> _Consigne A_
Recopiez le passage de l'extrait sur le financement des projets qui s'ouvre sur les mots contenant "Récemment, nous avons" et se clôt sur "important dans l'éolien.".
> _Consigne B_
D'après l'extrait sur le financement des projets, pourquoi y a-t-il moins de projets éoliens terrestres proposés ?

> _Extrait du document_
::::::
Récemment, nous avons bouclé le financement d'un projet de méthanisation de 2 millions d'euros en moins d'une heure... La tendance que nous avons observée, c'est qu'il y a moins de projets éoliens terrestres proposés*. En 2018 et 2019, on avait beaucoup de projets d'acceptabilité territoriale en fin de concertation publique, pour asseoir le projet. On en a un peu moins, peut-être parce que les chantiers ont été retardés, les élections municipales ayant clairement mis un frein en 2020. Mais c'est aussi que la dynamique de l'éolien terrestre elle-même est différente du solaire, que c'est plus complexe techniquement et plus lourd administrativement que dans le solaire, que la structure de financement des projets éoliens est différente, et que le risque est plus important dans l'éolien.
Comment évoluent les montants des projets financés ?
::::::
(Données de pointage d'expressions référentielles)
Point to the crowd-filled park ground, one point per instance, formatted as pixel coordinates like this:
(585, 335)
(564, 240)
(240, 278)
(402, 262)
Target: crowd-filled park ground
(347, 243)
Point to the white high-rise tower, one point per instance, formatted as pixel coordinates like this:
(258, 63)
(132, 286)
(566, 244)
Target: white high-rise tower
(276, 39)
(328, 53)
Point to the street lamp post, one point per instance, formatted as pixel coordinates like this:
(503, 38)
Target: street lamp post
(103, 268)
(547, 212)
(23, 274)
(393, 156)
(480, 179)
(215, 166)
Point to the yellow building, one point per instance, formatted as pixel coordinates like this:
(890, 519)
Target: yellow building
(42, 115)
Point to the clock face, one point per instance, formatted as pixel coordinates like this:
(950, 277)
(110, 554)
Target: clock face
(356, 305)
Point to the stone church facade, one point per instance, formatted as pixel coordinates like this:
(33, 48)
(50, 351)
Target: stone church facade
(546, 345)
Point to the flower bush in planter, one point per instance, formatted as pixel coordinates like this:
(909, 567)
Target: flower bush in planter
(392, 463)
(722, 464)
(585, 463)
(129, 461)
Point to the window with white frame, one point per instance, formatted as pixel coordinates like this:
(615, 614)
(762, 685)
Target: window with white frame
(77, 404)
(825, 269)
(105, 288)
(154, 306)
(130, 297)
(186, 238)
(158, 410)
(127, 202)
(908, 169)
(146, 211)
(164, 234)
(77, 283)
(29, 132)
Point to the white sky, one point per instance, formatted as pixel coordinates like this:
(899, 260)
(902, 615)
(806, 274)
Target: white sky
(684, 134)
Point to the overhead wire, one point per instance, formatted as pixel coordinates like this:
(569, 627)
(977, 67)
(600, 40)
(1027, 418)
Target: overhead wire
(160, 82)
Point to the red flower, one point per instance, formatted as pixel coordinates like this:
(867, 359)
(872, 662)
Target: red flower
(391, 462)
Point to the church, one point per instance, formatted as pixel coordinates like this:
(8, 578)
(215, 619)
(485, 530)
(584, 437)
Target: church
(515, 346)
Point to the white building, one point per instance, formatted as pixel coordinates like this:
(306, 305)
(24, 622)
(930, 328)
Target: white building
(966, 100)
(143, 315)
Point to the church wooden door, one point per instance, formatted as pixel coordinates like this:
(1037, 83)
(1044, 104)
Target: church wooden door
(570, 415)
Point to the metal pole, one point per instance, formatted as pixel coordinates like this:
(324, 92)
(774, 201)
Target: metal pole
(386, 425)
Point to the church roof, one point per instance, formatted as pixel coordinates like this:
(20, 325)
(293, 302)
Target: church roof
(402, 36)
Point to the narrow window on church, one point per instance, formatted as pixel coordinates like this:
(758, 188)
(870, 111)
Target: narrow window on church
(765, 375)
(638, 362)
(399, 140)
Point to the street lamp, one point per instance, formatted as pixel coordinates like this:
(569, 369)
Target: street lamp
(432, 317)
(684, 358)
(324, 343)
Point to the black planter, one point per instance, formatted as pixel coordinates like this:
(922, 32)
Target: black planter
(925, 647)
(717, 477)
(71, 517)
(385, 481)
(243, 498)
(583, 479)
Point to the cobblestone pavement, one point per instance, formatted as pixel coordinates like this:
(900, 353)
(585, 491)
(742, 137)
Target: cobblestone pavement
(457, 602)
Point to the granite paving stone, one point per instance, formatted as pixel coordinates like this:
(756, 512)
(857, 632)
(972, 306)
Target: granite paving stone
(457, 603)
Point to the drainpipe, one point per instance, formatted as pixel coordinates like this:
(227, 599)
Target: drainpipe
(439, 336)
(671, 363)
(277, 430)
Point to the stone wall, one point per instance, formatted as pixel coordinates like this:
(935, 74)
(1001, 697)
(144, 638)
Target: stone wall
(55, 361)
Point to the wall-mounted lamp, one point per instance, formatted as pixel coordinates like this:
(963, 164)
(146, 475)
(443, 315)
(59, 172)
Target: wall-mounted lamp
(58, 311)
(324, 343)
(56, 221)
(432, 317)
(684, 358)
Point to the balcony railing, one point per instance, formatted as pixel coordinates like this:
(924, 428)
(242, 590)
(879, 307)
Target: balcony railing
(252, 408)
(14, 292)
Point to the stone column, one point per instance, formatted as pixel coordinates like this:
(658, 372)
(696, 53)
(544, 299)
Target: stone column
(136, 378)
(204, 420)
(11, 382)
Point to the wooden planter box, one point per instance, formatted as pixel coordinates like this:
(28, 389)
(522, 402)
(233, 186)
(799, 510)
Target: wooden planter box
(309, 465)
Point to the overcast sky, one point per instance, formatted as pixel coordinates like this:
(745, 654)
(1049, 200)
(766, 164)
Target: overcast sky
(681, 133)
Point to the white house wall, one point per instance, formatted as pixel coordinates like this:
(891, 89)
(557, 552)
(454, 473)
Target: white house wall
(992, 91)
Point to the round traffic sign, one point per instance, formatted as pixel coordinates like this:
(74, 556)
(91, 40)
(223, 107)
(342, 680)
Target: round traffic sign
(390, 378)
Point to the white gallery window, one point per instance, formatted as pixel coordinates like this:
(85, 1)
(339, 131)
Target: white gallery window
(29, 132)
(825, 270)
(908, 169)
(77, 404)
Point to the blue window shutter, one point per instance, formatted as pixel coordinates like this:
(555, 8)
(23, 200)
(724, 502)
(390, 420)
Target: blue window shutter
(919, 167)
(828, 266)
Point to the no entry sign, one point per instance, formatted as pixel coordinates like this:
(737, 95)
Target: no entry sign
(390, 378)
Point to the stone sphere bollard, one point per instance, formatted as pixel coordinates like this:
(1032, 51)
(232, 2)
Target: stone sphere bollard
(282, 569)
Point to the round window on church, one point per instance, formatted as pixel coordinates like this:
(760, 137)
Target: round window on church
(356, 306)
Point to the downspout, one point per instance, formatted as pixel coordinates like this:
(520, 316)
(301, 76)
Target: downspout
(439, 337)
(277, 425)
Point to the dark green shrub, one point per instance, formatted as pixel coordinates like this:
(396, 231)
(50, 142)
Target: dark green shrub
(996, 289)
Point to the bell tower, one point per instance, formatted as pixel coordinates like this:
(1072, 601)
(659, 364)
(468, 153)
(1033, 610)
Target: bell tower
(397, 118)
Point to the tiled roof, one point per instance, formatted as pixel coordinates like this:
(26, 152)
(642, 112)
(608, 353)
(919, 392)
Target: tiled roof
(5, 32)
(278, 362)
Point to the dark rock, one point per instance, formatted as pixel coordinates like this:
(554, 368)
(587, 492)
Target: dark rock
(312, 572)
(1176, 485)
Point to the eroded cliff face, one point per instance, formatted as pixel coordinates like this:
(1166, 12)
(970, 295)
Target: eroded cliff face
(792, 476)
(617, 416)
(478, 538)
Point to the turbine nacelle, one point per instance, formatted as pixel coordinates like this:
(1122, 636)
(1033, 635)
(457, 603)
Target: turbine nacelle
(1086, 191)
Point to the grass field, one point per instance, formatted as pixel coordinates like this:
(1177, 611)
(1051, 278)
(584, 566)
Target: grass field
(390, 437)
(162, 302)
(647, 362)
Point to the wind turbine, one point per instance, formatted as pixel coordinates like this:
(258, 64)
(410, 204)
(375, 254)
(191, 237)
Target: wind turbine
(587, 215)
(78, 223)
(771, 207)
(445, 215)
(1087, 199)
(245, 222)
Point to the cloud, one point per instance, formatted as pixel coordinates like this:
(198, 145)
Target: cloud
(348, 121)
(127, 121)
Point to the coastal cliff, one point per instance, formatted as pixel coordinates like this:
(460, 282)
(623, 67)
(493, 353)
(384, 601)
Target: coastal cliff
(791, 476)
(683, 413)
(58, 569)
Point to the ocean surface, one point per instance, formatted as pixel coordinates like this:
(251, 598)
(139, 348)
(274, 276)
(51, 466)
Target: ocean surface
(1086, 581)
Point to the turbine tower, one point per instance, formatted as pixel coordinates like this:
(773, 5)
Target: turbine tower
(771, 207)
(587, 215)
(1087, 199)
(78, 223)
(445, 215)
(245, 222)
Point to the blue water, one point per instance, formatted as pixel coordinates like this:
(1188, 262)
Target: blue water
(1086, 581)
::::::
> _Zone de réponse A_
Récemment, nous avons bouclé le financement d'un projet de méthanisation de 2 millions d'euros en moins d'une heure... La tendance que nous avons observée, c'est qu'il y a moins de projets éoliens terrestres proposés*. En 2018 et 2019, on avait beaucoup de projets d'acceptabilité territoriale en fin de concertation publique, pour asseoir le projet. On en a un peu moins, peut-être parce que les chantiers ont été retardés, les élections municipales ayant clairement mis un frein en 2020. Mais c'est aussi que la dynamique de l'éolien terrestre elle-même est différente du solaire, que c'est plus complexe techniquement et plus lourd administrativement que dans le solaire, que la structure de financement des projets éoliens est différente, et que le risque est plus important dans l'éolien.

> _Zone de réponse B_
C'est peut-être parce que les chantiers ont été retardés, les élections municipales ayant mis un frein en 2020. C'est aussi parce que l'éolien terrestre a une dynamique différente du solaire. Il est plus complexe techniquement et plus lourd administrativement, sa structure de financement est différente et son risque est plus important.